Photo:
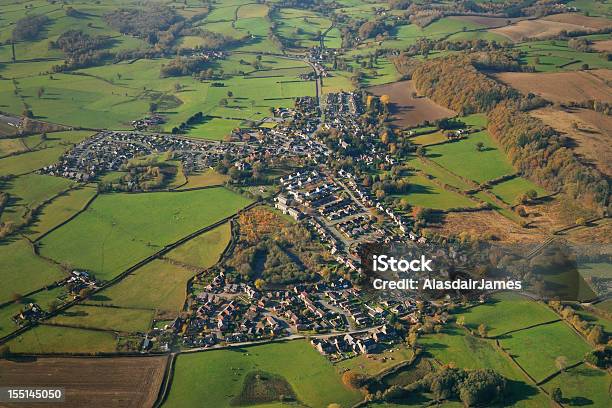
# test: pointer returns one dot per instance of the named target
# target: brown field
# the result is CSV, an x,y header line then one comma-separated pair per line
x,y
562,87
580,20
489,222
592,132
489,22
602,46
406,110
99,382
549,26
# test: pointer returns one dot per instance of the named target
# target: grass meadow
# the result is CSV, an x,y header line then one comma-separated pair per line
x,y
217,376
506,312
125,228
105,318
537,348
23,271
47,339
204,250
159,285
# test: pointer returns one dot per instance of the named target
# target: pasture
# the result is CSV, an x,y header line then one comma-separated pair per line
x,y
23,271
510,190
105,318
204,179
455,346
537,348
45,339
123,232
555,55
425,193
371,365
505,312
204,250
464,159
89,381
159,285
43,298
218,375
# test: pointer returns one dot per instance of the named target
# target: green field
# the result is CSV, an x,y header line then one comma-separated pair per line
x,y
23,271
555,55
203,251
464,159
510,190
217,376
454,345
105,318
425,193
372,365
506,312
158,285
55,339
536,349
125,228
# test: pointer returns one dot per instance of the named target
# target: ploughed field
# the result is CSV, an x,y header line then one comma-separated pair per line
x,y
100,382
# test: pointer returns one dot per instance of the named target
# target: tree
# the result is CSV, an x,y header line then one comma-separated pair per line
x,y
561,363
557,395
260,284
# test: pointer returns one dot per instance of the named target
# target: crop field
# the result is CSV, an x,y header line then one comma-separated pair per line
x,y
407,110
537,348
588,129
425,193
464,159
54,339
105,318
506,312
218,375
204,250
135,381
371,365
159,285
122,232
509,190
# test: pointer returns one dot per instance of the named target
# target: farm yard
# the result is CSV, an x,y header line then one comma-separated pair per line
x,y
133,381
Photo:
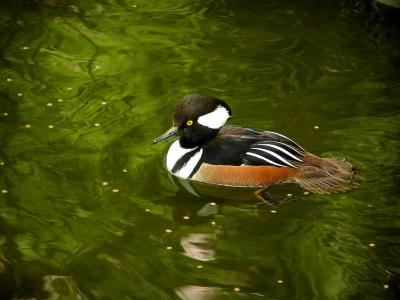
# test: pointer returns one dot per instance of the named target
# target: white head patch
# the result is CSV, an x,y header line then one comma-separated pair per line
x,y
215,119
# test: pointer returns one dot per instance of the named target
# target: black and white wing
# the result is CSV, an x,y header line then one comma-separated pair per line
x,y
275,150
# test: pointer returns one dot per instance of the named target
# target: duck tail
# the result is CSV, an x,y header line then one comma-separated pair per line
x,y
324,175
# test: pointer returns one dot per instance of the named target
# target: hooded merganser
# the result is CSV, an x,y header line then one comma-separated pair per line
x,y
210,152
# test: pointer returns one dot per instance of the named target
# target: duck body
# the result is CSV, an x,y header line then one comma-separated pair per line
x,y
210,152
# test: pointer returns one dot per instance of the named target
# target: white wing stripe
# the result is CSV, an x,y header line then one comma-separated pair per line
x,y
284,145
283,150
277,156
263,158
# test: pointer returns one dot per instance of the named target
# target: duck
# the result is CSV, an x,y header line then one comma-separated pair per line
x,y
210,152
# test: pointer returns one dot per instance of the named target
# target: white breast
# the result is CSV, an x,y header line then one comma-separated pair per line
x,y
176,152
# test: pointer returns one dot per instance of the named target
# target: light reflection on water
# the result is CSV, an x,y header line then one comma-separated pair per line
x,y
85,199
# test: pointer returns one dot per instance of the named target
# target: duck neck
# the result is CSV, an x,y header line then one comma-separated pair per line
x,y
196,140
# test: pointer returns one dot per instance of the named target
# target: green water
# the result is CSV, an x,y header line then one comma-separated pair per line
x,y
85,204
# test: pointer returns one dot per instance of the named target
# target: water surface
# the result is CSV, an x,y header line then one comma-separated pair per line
x,y
87,210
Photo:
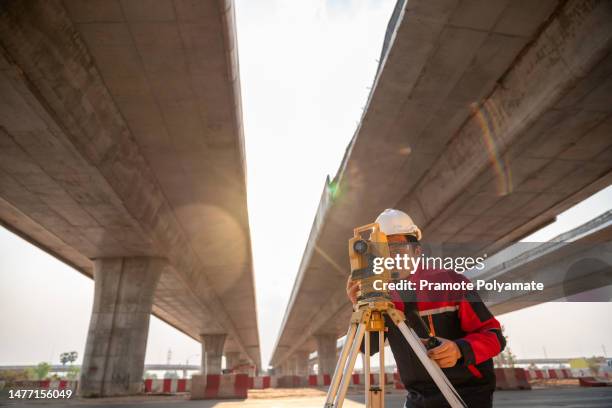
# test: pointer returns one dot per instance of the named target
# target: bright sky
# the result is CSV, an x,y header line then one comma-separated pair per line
x,y
305,70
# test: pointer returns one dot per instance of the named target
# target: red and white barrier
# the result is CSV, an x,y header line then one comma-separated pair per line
x,y
359,379
512,379
167,386
558,373
216,386
594,382
319,380
46,385
260,383
292,381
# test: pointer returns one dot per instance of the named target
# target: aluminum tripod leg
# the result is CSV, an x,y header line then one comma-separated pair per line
x,y
381,368
344,368
432,368
350,364
366,369
335,382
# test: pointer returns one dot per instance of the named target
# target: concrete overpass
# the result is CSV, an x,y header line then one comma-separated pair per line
x,y
575,266
485,121
121,153
576,262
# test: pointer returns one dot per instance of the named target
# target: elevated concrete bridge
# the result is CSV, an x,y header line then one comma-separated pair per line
x,y
575,266
576,262
485,121
121,153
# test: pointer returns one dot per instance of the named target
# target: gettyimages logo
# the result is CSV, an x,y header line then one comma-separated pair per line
x,y
412,264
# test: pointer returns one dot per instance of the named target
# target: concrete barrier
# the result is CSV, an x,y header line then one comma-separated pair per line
x,y
319,380
359,379
594,382
511,379
216,386
167,386
397,382
292,381
260,383
559,374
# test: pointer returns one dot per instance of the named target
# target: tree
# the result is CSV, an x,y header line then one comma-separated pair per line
x,y
41,371
68,357
171,374
73,373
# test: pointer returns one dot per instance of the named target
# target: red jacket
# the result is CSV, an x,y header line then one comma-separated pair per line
x,y
457,315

> **Goal of the exercise**:
Report each line of the listing above that uses the word "concrete".

> **Expected output**:
# target: concrete overpass
# target: elevated concrete bridge
# target: concrete barrier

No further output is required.